Archive for March, 2008

Give me a break

March 27, 2008

The story is all over the news tonight.  Here’s the Washington Posts’ take.  A few choice quotes:

But he (McCain)declined to embrace the kind of government intervention for individuals and institutions favored by Clinton and Obama, arguing that “it is not the duty of government to bail out and reward those who act irresponsibly, whether they are big banks or small borrowers.”

It’s about time someone said that the government shouldn’t bail out stupid people.  However, I don’t agree with McCain on who is deserving of being bailed out.  McCain also said “We have a responsibility to take action to help those among them who are deserving homeowners.”

Many (probably most) of those facing foreclosure were never “deserving homeowners”, they were idiots who lived beyond their means, they took out interest only or adjustable rate loans, and they somehow act surprised when the bill for their overspending comes due.  See my post earlier tonight for a prime example of this.

So obviously I disagree with McCain on the details, but at least he’s saying that not everyone should be bailed out.  On the other hand, Obama and Clinton seem to be in a contest to see who can give away more taxpayer money.

The same story attributes this to Clinton: “McCain’s plan, she said, does virtually nothing to ease the credit or housing crisis. “It seems like if the phone were ringing, he would just let it ring and ring and ring,” she said.”

Cool – the less the government does to “ease” the credit and housing “crisis” the better I feel about it.

And – in what has to be one of the most futile efforts ever – Obama today “outlined what he called a second stimulus package that would cost about $30 billion and include assistance to individuals and areas hard hit by the housing crisis.”

Idiot. The Fed loaned $38 billion today, and is approaching $500 billion in new money give aways since September.  That much money hasn’t headed off the current credit and housing problems – and the $160 billion stimulus package coming soon to a mailbox near you won’t make a dent in it either – so why would Obama think $30 billion will have any impact?

Let’s put it this way:  All three major candidates are wrong on these issues.  The only consolation is that McCain is less wrong than Obama and Clinton.  But none of them have a clue, and I don’t see any hope that they’ll get smarter before election day.

gk

Another one bites the dust

March 27, 2008

Here’s another case of someone buying more house than they could afford and now they’re whining.  According to the story “She has had to take extreme measures to pay for her interest-only mortgage of $2,500 a month.”

Let’s take a second and do the math on this.  Which is something Patricia Guerrero should have done before she bought the house.

• [SOURCE DATA]:
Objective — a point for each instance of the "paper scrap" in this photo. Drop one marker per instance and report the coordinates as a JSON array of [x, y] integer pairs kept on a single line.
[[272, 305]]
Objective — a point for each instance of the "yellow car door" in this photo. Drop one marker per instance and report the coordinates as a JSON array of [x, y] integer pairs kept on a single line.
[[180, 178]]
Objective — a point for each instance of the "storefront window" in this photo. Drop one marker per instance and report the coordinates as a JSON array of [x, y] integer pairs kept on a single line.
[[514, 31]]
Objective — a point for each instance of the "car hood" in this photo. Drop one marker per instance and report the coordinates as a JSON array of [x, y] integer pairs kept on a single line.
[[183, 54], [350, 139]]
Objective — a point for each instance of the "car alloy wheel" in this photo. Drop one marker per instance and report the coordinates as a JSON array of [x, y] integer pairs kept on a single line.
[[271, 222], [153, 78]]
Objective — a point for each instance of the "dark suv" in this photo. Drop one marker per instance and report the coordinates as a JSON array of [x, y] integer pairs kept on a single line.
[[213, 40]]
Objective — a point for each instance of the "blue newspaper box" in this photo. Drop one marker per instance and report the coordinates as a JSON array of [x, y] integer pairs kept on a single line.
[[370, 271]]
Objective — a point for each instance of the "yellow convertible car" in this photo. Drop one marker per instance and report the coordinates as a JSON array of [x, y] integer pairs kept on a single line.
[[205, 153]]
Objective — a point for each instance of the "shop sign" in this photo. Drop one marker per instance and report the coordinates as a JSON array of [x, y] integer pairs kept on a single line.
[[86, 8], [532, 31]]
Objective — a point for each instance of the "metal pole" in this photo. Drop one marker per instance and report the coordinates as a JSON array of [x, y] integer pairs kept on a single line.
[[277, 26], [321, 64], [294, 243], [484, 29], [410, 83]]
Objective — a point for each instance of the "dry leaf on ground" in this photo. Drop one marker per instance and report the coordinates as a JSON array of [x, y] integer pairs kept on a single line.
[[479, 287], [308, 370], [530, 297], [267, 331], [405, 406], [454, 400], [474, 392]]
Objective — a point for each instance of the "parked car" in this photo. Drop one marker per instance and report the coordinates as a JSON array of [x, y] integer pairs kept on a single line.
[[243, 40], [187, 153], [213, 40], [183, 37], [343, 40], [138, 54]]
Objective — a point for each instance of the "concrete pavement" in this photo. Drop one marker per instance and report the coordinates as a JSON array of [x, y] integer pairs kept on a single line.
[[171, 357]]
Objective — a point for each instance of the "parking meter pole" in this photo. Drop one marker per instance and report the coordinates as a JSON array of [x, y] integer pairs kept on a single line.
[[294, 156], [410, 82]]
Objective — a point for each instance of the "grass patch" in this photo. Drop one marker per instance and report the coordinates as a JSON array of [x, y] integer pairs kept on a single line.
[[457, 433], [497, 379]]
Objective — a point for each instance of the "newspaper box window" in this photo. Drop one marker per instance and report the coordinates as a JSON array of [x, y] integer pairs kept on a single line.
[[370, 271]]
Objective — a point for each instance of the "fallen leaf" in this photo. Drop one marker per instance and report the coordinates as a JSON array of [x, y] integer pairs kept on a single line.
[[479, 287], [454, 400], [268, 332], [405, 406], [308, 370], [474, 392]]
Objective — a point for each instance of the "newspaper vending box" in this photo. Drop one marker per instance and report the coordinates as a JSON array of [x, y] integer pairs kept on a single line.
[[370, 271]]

• [USING THE INFORMATION]:
A. According to the blog posts, how much did the Fed loan on the day Obama outlined his second stimulus package?
B. Copy the blog posts word for word, from "Another one bites" up to and including "bought the house.".
The items have no connection to the blog posts.

• [RESULTS BY TASK]:
A. $38 billion.

B.
Another one bites the dust

March 27, 2008

Here’s another case of someone buying more house than they could afford and now they’re whining.  According to the story “She has had to take extreme measures to pay for her interest-only mortgage of $2,500 a month.”

Let’s take a second and do the math on this.  Which is something Patricia Guerrero should have done before she bought the house.